= TEXT PROVIDED =
# # # # # # #

Essential insights from Hacker News discussions

Generative AI coding tools and agents do not work for me

Here's a breakdown of the key themes from the Hacker News discussion, supported by direct quotes:

Time Savings and Productivity

The most prominent theme is whether LLMs like Claude Code actually save time and increase productivity. Many users express initial enthusiasm that wanes as they gain experience.

  • Overestimated Time Savings: "I’ve found that the main benefit for me so far is the reduction of RSI symptoms, whereas the actual time savings are mostly over exaggerated (even if it feels faster in the moment)." (jumploops)
  • Not Actually Faster: "I do similar and find that this is the best compromise that I have tried. But I still find myself nodding along with OP. I am more and more finding that this is not actually faster, even though it certainly seems so." (adastra22)
  • Simple Tasks Are Great: "If it's a simple task, or you're making something that won't grow into something larger, eyeballing the code and testing it is usually perfect. These types of tasks feel great with Claude Code." (hatefulmoron)

# # # # # # #

= GIVEN INFORMATION =
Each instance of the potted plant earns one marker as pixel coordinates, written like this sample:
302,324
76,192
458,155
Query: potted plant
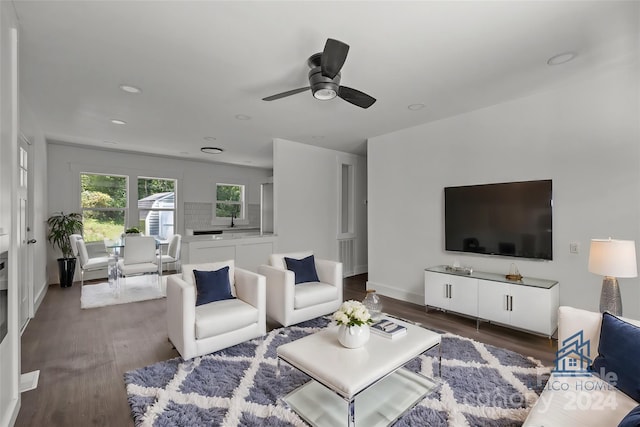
61,226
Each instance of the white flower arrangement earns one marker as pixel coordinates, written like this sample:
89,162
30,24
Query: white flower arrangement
352,313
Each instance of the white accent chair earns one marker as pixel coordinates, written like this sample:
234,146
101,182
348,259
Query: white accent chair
288,303
195,331
172,255
139,258
79,249
569,401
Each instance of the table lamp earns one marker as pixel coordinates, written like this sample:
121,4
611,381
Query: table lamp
612,259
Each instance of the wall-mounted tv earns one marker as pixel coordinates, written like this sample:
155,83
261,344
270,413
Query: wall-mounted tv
510,219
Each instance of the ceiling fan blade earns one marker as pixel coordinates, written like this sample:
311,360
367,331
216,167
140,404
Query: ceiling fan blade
333,57
287,93
356,97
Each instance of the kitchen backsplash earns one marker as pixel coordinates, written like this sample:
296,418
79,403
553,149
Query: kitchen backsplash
198,215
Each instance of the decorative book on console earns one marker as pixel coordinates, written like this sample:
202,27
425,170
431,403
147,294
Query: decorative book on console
388,329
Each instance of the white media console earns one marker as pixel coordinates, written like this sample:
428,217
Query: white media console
529,304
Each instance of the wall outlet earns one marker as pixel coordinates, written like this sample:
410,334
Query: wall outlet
574,247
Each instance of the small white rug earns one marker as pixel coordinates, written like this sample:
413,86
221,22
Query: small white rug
133,289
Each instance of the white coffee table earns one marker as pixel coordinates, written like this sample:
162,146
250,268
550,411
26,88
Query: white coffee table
366,386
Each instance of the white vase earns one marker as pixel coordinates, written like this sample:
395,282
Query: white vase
353,336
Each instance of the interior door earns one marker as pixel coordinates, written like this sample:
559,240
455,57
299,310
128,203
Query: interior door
25,257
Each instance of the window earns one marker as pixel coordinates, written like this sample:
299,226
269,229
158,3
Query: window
230,201
156,206
104,205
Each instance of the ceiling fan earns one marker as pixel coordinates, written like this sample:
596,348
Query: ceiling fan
324,77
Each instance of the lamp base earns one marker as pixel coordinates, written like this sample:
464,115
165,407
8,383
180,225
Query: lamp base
610,299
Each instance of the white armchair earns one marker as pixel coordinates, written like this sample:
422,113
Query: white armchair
79,249
197,330
288,303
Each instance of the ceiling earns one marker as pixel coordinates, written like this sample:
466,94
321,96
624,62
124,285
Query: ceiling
204,66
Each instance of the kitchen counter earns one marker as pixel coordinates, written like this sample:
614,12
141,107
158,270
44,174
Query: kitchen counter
248,250
237,233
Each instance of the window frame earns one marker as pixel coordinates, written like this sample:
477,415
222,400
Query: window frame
175,202
242,219
124,209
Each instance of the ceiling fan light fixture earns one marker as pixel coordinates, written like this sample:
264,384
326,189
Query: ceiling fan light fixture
325,94
211,150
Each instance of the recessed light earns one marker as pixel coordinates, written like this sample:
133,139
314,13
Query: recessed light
211,150
130,89
561,58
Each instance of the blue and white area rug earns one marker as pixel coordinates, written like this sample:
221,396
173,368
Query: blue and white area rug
482,386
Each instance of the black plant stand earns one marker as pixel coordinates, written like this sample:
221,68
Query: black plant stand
66,270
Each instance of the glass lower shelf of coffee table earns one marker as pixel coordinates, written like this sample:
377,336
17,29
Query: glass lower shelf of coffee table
379,405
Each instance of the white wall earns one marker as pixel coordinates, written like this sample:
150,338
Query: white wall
38,197
196,180
10,346
584,135
305,182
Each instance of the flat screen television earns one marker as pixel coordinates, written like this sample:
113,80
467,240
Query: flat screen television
510,219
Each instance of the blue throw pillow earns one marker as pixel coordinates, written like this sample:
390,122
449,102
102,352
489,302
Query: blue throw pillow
304,269
618,351
632,419
212,286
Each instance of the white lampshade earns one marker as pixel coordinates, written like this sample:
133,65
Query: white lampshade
613,258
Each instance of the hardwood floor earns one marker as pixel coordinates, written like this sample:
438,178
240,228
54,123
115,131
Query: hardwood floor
82,354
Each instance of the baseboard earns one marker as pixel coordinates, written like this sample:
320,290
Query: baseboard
29,381
11,415
399,294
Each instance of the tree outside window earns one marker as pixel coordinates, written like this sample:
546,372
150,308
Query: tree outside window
104,205
230,201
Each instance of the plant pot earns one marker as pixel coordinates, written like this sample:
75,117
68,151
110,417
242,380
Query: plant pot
66,270
353,336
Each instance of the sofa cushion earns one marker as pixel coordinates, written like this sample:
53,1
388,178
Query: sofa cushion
632,419
572,320
277,260
219,317
313,293
212,286
618,355
187,271
304,269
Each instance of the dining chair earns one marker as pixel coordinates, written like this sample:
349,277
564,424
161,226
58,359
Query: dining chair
172,255
139,258
87,263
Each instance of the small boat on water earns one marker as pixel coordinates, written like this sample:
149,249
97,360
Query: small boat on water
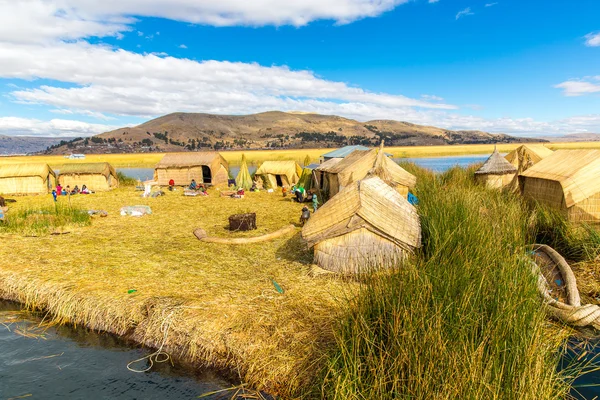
558,287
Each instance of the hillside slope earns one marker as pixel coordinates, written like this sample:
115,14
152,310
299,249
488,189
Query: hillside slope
274,129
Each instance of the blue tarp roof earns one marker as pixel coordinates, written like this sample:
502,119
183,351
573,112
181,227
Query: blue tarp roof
344,151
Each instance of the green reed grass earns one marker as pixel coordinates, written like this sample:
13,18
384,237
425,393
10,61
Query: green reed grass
38,221
463,320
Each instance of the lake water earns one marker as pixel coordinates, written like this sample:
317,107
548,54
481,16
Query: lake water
437,164
68,363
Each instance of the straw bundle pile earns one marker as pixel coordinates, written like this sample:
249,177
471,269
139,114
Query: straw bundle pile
244,179
96,176
496,172
368,225
26,179
288,172
568,180
183,167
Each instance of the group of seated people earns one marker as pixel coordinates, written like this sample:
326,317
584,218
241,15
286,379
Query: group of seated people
63,191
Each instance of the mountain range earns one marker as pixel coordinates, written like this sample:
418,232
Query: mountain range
274,129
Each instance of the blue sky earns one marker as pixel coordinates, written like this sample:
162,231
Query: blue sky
80,67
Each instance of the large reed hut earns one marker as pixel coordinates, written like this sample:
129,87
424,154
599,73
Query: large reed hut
368,225
26,179
527,155
568,180
333,175
98,177
496,172
279,173
205,167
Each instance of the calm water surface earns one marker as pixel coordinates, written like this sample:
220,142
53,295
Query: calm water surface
68,363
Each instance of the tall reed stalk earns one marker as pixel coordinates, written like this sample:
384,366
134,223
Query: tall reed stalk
463,320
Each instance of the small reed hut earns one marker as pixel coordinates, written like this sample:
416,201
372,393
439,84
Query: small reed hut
279,173
527,155
244,179
569,181
21,179
205,167
368,225
333,175
496,172
99,177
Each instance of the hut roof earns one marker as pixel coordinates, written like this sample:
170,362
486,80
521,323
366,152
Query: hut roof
23,170
577,171
496,165
192,159
327,165
371,204
537,152
88,168
344,151
287,168
355,156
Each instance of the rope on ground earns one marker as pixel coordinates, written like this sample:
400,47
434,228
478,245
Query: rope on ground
158,356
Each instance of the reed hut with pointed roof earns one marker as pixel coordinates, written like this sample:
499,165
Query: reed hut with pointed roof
568,180
335,174
496,172
527,155
98,177
30,178
366,226
279,173
244,179
207,167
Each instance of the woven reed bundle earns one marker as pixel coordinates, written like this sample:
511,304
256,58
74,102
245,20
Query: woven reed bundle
572,312
496,165
30,178
368,224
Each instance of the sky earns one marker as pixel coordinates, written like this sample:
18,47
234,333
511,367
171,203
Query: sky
82,67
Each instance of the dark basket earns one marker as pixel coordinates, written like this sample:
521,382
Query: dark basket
242,222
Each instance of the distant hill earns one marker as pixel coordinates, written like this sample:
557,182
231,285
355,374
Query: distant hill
27,144
274,129
575,137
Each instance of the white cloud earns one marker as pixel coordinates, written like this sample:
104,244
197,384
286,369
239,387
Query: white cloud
581,87
592,39
431,97
464,13
56,127
28,21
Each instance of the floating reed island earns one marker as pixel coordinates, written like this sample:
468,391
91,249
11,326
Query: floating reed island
456,293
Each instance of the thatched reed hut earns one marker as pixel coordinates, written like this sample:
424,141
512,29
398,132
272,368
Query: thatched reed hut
243,178
368,225
568,180
96,176
26,179
279,173
333,175
527,155
496,172
205,167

# # # # # # #

= TASK DIRECTIONS =
Copy the Hacker News discussion summary above in full, character for character, from its title line through the final quote.

= TASK RESPONSE =
Essential insights from Hacker News discussions

Generative AI coding tools and agents do not work for me

Here's a breakdown of the key themes from the Hacker News discussion, supported by direct quotes:

Time Savings and Productivity

The most prominent theme is whether LLMs like Claude Code actually save time and increase productivity. Many users express initial enthusiasm that wanes as they gain experience.

  • Overestimated Time Savings: "I’ve found that the main benefit for me so far is the reduction of RSI symptoms, whereas the actual time savings are mostly over exaggerated (even if it feels faster in the moment)." (jumploops)
  • Not Actually Faster: "I do similar and find that this is the best compromise that I have tried. But I still find myself nodding along with OP. I am more and more finding that this is not actually faster, even though it certainly seems so." (adastra22)
  • Simple Tasks Are Great: "If it's a simple task, or you're making something that won't grow into something larger, eyeballing the code and testing it is usually perfect. These types of tasks feel great with Claude Code." (hatefulmoron)